Task inputs:
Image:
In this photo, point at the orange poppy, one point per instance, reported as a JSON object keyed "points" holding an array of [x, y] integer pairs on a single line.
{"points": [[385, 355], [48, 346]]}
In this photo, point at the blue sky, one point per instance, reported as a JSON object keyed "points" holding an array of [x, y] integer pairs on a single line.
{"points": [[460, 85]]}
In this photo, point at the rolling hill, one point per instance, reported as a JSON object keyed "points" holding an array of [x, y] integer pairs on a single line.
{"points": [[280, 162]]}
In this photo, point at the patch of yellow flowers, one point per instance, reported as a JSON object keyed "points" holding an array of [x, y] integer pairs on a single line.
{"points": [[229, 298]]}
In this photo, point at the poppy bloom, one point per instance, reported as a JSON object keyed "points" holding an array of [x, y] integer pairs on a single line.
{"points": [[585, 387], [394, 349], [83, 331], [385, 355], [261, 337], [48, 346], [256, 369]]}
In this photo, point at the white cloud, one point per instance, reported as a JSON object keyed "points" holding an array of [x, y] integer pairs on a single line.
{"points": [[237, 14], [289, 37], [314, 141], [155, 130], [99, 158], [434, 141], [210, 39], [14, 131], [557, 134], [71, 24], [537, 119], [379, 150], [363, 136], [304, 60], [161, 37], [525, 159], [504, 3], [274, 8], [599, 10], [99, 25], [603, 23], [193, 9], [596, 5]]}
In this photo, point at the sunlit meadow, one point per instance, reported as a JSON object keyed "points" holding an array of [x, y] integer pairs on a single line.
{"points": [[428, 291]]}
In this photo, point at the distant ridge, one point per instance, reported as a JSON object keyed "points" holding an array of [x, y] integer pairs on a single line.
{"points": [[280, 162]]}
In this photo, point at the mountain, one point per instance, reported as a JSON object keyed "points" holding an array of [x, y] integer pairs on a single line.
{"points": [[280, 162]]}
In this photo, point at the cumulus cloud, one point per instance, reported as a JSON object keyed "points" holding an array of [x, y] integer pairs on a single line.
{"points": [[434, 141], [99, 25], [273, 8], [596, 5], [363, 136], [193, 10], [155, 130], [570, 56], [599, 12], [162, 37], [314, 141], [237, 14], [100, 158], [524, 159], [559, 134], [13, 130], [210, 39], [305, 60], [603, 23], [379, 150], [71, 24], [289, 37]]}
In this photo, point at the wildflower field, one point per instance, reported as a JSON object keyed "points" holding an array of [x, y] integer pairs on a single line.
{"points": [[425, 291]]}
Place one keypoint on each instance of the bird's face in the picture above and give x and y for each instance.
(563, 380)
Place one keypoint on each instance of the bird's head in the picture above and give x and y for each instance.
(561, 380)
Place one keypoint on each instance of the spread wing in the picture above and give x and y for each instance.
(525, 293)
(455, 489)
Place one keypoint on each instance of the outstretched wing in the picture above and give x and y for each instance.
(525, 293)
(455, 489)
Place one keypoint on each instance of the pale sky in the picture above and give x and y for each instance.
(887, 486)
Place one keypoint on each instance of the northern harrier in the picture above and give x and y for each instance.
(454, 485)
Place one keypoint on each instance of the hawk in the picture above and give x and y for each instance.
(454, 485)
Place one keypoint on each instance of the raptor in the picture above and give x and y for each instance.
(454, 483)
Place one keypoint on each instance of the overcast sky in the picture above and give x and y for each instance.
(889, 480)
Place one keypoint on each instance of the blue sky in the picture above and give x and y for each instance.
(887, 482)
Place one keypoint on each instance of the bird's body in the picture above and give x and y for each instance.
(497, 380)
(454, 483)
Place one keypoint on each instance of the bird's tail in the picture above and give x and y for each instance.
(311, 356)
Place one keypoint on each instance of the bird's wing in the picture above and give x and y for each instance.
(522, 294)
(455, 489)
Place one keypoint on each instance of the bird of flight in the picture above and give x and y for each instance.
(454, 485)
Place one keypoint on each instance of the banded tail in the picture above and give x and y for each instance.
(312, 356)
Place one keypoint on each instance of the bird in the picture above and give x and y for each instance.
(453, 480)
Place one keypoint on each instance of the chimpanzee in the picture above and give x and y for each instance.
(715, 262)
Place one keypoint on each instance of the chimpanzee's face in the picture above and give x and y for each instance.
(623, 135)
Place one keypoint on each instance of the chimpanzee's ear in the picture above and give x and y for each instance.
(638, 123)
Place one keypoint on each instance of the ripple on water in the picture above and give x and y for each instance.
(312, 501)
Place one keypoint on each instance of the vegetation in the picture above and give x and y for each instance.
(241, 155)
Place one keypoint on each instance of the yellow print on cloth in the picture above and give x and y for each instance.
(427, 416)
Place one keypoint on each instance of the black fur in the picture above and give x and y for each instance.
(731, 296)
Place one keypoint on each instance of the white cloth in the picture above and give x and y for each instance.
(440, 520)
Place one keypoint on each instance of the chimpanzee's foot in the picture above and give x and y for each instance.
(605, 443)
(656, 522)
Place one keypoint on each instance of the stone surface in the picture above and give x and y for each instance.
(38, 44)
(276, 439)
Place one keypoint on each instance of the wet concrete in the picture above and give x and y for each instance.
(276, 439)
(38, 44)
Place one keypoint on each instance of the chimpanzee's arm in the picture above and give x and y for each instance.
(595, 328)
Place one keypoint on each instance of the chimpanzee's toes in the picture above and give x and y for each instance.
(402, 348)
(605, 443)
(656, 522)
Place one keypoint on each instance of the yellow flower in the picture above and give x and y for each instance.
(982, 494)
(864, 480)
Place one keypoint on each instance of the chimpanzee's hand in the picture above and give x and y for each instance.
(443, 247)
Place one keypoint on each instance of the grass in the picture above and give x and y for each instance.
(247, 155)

The task:
Extract all of the data exactly as written.

Result of this task:
Image:
In this photo, point at the orange poppy, one point per instance, reported as a JSON object keyed "points" holding an array of [x, y] integer pairs on a single line.
{"points": [[385, 355], [48, 346]]}
In this photo, point at the blue sky, one point per instance, reported as a JSON object keyed "points" holding an array of [x, y] integer pairs on a single line.
{"points": [[460, 85]]}
In this photo, point at the rolling hill, one point per instance, reported as a JSON object keyed "points" holding an array of [x, y] integer pairs on a single line.
{"points": [[280, 162]]}
In this photo, point at the patch of yellow flowers, one point per instance, reported as a JSON object keyed "points" holding an array of [x, y] integer pairs on a single line.
{"points": [[229, 298]]}
In this photo, point at the poppy bloom, one point per instance, reported as a JSON object keyed "points" holding an array of [x, y] integer pairs on a single line.
{"points": [[585, 387], [394, 349], [83, 331], [385, 355], [261, 337], [48, 346], [256, 369]]}
In this photo, point at the white cloud, one point per instance, reported as a JSON object keyed "points" holding an array of [x, y] integer pairs on a single line.
{"points": [[237, 14], [289, 37], [314, 141], [155, 130], [99, 158], [434, 141], [210, 39], [14, 131], [557, 134], [71, 24], [537, 119], [379, 150], [363, 136], [304, 60], [161, 37], [525, 159], [504, 3], [274, 8], [599, 10], [99, 25], [603, 23], [193, 9], [596, 5]]}
In this photo, point at the sunlit meadow, one point per instance, reported as a JSON object keyed "points" holding an array of [x, y] integer pairs on a single line.
{"points": [[428, 291]]}
In this photo, point at the distant ridge, one point per instance, reported as a JSON object keyed "points" holding an array of [x, y] integer pairs on a single line.
{"points": [[280, 162]]}
In this photo, point at the mountain, one point per instance, reported as a JSON object keyed "points" holding an array of [x, y] integer pairs on a single line.
{"points": [[280, 162]]}
In this photo, point at the cumulus cloud, one point per instance, reported as a JSON object keyed "points" holding an array of [x, y] integer pairs on a single line.
{"points": [[434, 141], [99, 25], [273, 8], [596, 5], [363, 136], [193, 10], [155, 130], [570, 56], [599, 12], [162, 37], [314, 141], [237, 14], [100, 158], [524, 159], [559, 134], [13, 130], [210, 39], [305, 60], [603, 23], [379, 150], [71, 24], [289, 37]]}
In this photo, point at the wildflower field, one point per instance, reported as a JSON object keyed "points" holding an array of [x, y] integer pairs on a single line.
{"points": [[425, 291]]}
Place one keypoint on each instance of the bird's face in the picture above and give x and y for each instance.
(563, 380)
Place one keypoint on each instance of the bird's head in the picture above and give x and y for each instance.
(561, 380)
Place one keypoint on each instance of the spread wing in the picture above and give x and y for each instance.
(525, 293)
(455, 489)
Place one keypoint on each instance of the outstretched wing in the picture above and give x and y for each instance.
(525, 293)
(455, 489)
Place one keypoint on each instance of the pale sky in the picture above and give x and y for each instance.
(887, 486)
Place one keypoint on each instance of the northern harrier in the picture above and give x and y for each instance.
(454, 485)
Place one keypoint on each instance of the hawk in the picture above and give x and y for each instance.
(454, 485)
Place one keypoint on each instance of the raptor in the picture above and give x and y for each instance.
(454, 483)
Place one keypoint on each instance of the overcast sky in the picture above and give x and y for each instance.
(889, 480)
Place one keypoint on each instance of the blue sky in the picture above and give x and y for each instance.
(887, 482)
Place one keypoint on each instance of the bird's body in the picture above and give x and y for each instance.
(497, 380)
(454, 483)
Place one keypoint on each instance of the bird's tail in the picture above and give x and y for each instance.
(311, 356)
Place one keypoint on each instance of the bird's wing in the picture above and give x and y for each instance.
(522, 294)
(455, 489)
Place one keypoint on each instance of the bird of flight in the picture above and give x and y for each instance.
(454, 485)
Place one keypoint on each instance of the banded tail in the picture above and give x and y for each instance.
(312, 356)
Place one keypoint on each instance of the bird in the picture above and give x and y for each instance.
(453, 480)
Place one keypoint on each instance of the chimpanzee in the picture above and give x and y for each instance.
(715, 262)
Place one keypoint on each instance of the chimpanzee's face in the picture above and give x and y for each instance.
(623, 135)
Place one keypoint on each instance of the chimpanzee's ear in the picture above and give x and y for each instance.
(638, 123)
Place one keypoint on each instance of the ripple on water in the picture above and give x and y for each instance.
(312, 501)
Place one keypoint on each instance of the vegetation in the picture above and give x and y for each instance.
(241, 155)
Place one keypoint on each instance of the yellow print on cloth in the picture above and give x and y for each instance.
(427, 416)
Place one keypoint on each instance of the black fur in the picture above and give x and y for each instance.
(731, 296)
Place one keypoint on each instance of the white cloth in the picture above and give x and y for each instance.
(440, 520)
Place one keypoint on each instance of the chimpanzee's foot in the picture above and give x and y for each instance.
(605, 443)
(656, 522)
Place one keypoint on each instance of the stone surface in the picture above and give x and y for each instance.
(38, 44)
(276, 439)
Place one keypoint on each instance of the wet concrete in the picture above and give x and y for each instance.
(276, 439)
(38, 44)
Place one keypoint on each instance of the chimpanzee's arm in the picture above and give x and y for each instance.
(595, 328)
Place one keypoint on each instance of the chimpanzee's toes in the picture above and give x and y for each instance.
(402, 348)
(605, 443)
(656, 522)
Place one keypoint on each instance of the yellow flower in the picture above and give x and y for each instance.
(982, 494)
(864, 480)
Place one keypoint on each instance of the chimpanzee's hand in the picture above and give x and y for each instance.
(443, 247)
Place one keypoint on each instance of the grass in the picture above and give x and y for each instance.
(247, 155)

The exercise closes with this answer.